━━━━━ SOURCE DATA

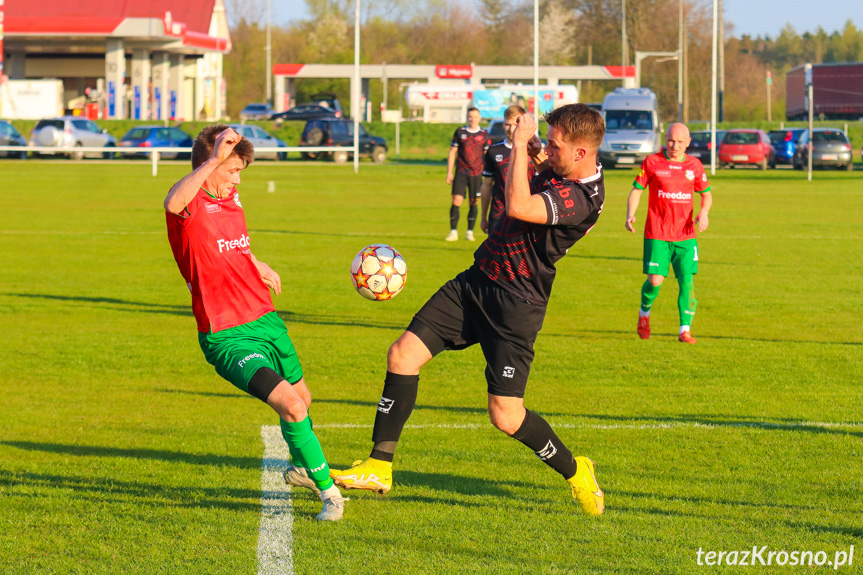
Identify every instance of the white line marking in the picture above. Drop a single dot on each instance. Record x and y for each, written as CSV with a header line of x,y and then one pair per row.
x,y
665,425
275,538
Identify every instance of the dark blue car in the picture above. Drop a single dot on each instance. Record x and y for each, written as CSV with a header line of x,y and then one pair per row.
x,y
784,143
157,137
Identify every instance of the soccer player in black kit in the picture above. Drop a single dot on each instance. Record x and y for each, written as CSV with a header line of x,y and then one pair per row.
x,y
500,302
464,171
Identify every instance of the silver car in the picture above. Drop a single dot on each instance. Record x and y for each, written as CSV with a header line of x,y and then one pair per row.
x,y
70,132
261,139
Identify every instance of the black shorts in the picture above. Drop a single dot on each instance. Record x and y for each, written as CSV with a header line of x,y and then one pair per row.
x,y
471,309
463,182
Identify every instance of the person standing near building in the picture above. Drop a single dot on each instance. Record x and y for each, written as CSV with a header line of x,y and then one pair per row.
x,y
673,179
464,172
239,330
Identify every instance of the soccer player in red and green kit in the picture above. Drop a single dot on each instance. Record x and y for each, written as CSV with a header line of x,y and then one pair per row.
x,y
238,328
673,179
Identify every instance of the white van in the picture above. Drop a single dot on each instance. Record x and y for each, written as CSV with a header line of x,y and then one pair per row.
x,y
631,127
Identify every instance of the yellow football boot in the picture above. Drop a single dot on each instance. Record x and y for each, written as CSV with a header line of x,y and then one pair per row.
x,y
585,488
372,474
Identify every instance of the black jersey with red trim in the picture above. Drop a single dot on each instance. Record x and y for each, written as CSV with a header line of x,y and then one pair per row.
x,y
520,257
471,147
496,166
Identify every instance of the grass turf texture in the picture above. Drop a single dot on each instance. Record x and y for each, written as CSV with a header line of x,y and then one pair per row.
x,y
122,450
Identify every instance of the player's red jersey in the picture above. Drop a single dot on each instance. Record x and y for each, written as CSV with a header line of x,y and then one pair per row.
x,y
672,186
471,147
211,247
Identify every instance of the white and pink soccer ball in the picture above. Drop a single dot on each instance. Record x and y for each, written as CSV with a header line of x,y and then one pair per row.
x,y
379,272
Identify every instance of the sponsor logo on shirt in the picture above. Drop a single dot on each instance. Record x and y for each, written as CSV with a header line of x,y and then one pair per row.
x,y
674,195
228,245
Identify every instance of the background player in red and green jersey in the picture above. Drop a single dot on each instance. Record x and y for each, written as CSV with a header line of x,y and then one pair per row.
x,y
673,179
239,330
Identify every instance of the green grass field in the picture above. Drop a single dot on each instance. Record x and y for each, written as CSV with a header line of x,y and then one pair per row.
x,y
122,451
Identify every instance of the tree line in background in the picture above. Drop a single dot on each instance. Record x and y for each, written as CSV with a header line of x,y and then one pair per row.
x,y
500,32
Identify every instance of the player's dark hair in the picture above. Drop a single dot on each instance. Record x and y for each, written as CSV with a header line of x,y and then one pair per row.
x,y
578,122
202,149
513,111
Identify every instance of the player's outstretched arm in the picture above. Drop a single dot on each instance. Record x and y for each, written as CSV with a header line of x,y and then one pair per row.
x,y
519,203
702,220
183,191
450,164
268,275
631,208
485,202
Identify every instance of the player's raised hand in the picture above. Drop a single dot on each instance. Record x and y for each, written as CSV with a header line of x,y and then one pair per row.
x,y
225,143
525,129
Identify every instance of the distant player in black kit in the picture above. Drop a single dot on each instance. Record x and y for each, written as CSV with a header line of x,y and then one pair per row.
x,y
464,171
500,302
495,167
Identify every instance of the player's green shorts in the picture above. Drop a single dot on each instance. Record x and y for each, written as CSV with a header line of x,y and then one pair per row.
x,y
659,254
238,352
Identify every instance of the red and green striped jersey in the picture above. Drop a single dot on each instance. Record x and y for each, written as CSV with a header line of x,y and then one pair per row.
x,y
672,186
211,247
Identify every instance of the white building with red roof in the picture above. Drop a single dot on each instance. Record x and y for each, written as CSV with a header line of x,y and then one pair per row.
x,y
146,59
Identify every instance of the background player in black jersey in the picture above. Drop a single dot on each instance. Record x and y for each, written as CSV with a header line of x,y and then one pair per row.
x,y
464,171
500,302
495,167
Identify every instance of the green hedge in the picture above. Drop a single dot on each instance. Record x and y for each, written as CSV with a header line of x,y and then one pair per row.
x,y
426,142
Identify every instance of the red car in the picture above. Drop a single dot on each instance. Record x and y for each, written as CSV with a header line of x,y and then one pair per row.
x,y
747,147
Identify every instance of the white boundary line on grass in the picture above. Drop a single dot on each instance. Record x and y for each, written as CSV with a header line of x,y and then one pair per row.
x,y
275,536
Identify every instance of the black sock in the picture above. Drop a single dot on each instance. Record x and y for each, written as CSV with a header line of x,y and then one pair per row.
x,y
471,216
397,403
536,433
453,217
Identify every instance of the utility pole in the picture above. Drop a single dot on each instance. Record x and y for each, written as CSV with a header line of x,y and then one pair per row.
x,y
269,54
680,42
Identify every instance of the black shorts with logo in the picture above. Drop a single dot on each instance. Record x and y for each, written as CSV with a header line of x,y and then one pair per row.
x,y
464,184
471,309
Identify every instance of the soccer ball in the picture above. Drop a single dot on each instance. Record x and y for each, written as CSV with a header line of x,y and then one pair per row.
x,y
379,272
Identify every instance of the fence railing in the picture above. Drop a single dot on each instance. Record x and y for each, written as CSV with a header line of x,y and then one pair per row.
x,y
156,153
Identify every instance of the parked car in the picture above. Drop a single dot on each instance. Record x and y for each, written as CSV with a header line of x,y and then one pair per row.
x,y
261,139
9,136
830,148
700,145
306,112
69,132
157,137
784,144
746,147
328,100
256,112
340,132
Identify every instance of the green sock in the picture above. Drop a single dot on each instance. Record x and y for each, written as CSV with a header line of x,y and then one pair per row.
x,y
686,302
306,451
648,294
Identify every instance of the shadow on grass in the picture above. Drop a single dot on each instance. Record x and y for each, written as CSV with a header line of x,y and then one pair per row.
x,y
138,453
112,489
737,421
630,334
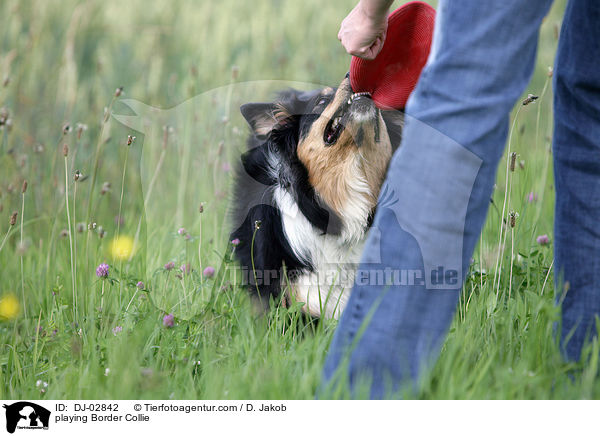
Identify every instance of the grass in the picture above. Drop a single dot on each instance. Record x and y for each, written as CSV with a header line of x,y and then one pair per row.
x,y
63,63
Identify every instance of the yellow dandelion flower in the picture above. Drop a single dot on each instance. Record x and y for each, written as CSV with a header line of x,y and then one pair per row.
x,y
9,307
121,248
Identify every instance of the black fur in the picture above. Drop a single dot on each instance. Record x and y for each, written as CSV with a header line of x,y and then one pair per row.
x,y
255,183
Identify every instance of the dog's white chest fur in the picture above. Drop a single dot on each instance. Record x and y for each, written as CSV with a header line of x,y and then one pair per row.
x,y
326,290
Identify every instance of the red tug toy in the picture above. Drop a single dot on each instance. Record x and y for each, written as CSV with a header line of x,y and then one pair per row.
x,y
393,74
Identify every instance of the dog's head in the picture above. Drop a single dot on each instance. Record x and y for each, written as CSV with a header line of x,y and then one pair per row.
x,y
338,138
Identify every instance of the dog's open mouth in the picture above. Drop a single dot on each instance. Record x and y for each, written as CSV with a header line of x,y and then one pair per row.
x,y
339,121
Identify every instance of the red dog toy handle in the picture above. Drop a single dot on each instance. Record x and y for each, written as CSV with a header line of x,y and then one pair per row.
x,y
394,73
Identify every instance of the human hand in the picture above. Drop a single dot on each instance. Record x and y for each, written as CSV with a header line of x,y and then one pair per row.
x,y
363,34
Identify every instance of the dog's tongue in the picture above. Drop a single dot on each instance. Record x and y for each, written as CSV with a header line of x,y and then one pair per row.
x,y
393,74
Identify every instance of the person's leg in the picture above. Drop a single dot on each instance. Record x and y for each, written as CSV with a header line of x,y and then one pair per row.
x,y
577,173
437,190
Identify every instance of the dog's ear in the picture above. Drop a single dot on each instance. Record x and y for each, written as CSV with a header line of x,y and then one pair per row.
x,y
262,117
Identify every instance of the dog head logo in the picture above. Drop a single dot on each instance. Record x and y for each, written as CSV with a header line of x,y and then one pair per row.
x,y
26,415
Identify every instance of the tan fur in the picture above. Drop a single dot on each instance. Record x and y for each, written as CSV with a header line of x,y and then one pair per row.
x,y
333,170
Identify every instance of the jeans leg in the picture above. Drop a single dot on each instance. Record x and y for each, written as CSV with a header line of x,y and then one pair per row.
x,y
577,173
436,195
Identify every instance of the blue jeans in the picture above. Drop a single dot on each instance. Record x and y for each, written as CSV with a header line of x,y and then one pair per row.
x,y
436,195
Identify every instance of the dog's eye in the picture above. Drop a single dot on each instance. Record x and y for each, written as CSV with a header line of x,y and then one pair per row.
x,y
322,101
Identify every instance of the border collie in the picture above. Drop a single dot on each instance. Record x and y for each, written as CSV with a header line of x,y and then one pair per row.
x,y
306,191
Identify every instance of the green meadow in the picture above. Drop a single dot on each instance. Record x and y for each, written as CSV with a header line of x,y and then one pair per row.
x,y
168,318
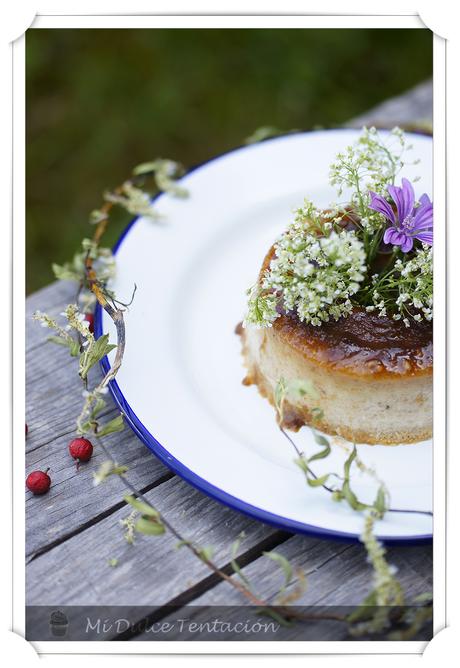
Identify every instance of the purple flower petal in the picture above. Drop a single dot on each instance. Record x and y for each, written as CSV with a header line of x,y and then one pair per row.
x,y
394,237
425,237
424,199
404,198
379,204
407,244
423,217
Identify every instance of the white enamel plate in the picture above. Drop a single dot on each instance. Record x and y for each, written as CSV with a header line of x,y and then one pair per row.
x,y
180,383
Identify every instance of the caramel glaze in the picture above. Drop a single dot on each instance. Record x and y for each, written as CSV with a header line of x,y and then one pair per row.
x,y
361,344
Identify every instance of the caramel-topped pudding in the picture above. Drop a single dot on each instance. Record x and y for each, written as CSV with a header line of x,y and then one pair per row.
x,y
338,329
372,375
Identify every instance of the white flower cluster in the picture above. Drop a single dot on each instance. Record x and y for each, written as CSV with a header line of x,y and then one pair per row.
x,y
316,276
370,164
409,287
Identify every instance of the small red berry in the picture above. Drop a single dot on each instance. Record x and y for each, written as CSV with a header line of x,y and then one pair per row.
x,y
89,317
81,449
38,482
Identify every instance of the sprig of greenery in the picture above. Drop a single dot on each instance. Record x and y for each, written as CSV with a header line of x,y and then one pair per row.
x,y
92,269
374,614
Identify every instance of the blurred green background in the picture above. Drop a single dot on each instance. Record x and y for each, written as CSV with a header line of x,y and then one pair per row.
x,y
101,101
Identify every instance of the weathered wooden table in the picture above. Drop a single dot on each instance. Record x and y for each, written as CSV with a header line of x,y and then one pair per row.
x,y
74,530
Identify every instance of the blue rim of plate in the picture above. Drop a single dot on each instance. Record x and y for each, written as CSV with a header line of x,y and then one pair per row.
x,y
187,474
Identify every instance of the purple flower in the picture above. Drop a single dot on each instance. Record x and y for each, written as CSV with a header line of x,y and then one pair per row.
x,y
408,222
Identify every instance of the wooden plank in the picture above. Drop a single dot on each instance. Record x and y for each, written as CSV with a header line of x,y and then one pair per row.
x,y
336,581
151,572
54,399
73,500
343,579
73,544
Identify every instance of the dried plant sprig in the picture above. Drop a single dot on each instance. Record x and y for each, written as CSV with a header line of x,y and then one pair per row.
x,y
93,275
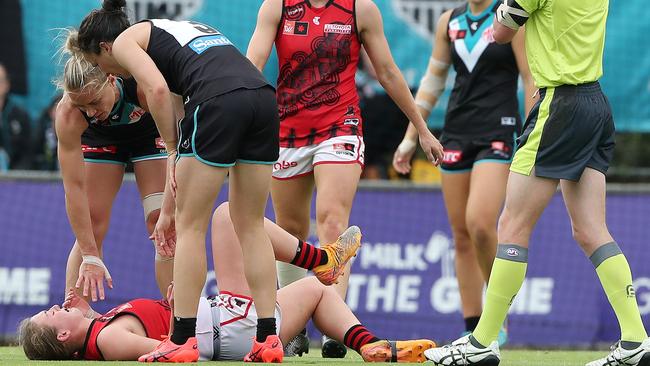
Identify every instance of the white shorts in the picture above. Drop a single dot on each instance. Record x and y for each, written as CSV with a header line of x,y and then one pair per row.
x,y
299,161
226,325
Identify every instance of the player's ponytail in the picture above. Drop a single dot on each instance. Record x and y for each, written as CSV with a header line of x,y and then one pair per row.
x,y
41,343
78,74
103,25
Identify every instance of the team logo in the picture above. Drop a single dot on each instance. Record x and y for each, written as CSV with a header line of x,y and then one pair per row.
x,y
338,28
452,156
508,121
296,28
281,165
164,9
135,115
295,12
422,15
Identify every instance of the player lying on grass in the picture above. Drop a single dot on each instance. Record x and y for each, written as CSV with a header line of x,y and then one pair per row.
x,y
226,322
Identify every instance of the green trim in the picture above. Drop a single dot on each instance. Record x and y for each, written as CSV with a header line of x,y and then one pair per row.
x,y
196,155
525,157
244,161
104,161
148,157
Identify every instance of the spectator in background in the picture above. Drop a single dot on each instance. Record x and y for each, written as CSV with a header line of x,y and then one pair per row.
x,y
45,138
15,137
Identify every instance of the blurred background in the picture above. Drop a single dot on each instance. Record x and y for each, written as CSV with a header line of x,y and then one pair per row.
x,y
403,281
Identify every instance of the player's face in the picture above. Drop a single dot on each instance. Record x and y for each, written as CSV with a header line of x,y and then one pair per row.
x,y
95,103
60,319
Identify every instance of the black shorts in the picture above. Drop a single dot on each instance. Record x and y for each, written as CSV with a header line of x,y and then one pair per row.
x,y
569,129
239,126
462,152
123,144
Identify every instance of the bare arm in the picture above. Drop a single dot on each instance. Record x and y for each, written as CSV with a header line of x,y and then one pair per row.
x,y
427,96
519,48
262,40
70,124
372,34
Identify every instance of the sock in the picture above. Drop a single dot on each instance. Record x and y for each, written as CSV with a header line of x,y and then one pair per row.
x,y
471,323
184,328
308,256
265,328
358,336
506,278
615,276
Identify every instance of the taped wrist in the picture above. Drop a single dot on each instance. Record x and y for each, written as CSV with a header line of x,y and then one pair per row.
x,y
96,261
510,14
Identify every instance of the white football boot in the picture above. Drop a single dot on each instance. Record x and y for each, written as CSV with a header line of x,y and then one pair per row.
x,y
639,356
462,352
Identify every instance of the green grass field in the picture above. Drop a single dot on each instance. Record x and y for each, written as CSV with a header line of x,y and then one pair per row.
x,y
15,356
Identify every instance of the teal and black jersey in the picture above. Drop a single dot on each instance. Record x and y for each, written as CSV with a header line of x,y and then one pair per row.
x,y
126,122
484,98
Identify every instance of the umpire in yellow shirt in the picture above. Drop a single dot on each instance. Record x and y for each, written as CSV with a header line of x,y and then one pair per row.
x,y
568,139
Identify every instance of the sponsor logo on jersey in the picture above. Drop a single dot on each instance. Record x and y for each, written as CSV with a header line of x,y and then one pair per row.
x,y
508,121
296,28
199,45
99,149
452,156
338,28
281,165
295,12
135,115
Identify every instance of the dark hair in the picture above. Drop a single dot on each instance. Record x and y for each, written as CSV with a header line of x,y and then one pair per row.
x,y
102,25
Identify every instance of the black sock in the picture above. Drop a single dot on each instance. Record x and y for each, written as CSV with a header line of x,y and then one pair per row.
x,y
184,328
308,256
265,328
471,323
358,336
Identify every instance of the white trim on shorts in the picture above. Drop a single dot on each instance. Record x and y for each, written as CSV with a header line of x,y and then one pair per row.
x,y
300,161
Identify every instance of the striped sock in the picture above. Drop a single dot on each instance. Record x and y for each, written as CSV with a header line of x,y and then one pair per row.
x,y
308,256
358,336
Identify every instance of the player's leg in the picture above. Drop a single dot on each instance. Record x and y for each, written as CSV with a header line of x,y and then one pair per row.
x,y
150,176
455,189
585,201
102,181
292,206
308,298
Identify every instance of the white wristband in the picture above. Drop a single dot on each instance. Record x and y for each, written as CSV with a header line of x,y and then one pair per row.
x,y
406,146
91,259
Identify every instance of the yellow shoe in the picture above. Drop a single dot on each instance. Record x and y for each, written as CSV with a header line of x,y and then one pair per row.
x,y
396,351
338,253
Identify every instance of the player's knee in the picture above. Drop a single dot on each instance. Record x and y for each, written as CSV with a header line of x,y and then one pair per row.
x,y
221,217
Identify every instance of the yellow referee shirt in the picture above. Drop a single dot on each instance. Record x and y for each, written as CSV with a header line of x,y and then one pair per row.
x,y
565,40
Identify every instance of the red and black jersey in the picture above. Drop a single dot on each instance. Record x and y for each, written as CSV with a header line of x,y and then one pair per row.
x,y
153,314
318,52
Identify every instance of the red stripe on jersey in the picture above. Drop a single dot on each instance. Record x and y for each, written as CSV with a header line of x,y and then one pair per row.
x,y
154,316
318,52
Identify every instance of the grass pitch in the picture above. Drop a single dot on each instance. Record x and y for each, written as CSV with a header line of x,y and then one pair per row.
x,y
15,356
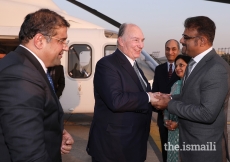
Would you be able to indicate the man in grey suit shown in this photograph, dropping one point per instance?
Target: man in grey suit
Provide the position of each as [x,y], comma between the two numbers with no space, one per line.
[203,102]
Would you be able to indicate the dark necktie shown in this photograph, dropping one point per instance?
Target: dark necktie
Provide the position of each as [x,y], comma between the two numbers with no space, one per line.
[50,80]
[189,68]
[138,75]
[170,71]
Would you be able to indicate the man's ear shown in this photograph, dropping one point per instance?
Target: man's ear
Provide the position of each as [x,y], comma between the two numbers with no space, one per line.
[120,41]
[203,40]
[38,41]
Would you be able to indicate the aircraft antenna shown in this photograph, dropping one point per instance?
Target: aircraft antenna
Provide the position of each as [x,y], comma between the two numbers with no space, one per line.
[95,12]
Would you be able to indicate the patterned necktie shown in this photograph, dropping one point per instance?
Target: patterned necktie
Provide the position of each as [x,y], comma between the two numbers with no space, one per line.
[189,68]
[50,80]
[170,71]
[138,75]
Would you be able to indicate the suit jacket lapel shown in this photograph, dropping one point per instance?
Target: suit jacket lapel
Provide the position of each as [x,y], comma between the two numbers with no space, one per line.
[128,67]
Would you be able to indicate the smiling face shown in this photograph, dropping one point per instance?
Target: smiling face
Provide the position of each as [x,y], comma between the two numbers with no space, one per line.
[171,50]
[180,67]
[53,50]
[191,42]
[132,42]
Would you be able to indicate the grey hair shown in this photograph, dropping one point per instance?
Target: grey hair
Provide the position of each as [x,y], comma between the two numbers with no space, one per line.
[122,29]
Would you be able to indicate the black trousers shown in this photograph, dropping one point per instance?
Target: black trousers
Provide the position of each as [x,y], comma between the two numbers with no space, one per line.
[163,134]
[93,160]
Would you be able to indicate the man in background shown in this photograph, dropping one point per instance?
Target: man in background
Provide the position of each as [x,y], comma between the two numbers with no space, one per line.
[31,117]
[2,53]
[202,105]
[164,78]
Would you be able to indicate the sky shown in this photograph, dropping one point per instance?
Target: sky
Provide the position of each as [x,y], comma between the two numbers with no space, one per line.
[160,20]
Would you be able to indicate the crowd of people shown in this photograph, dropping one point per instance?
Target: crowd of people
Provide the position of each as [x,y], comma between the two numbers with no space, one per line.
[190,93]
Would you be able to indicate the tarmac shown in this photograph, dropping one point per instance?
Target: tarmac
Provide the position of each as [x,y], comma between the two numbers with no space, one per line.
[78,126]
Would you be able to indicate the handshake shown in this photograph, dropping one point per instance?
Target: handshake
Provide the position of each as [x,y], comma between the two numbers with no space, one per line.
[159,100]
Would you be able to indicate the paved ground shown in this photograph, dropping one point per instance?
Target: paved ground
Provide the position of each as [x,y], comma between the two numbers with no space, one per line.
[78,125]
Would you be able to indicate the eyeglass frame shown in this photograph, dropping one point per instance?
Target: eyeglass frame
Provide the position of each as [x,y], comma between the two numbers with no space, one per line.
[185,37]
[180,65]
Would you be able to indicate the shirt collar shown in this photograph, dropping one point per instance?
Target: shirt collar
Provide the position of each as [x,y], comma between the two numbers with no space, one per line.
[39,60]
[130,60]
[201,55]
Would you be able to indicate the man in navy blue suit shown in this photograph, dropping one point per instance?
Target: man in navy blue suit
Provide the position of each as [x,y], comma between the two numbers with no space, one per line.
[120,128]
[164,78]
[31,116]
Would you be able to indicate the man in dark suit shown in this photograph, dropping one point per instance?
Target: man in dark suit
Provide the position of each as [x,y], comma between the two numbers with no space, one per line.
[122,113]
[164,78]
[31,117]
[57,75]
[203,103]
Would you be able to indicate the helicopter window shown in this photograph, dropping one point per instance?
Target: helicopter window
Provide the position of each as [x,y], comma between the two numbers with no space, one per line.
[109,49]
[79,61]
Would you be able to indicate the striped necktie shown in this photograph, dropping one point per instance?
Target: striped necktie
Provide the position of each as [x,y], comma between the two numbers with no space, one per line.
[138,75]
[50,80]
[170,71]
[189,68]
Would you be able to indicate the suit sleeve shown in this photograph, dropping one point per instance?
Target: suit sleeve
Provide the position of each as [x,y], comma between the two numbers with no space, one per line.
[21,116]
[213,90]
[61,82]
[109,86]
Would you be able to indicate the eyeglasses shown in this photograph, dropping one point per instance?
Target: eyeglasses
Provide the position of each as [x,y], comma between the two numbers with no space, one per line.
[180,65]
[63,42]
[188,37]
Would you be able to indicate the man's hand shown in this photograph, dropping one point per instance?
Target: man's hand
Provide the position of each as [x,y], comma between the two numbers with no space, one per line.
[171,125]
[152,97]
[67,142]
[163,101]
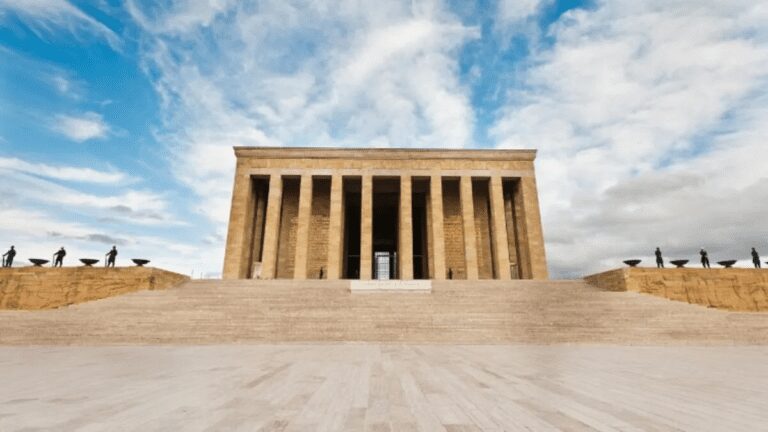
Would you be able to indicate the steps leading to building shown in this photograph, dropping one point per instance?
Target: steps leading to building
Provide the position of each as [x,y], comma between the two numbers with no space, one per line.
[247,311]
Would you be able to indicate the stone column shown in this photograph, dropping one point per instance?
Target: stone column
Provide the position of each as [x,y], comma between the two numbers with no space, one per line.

━━━━━━━━━━

--- WHAT IS REQUIRED ---
Return all lines of the material that have "aircraft" in them.

--- OUTPUT FOR THIS TASK ---
Would you be able to indicate the aircraft antenna shown in this photograph, dropping one point per instance?
Target: aircraft antenna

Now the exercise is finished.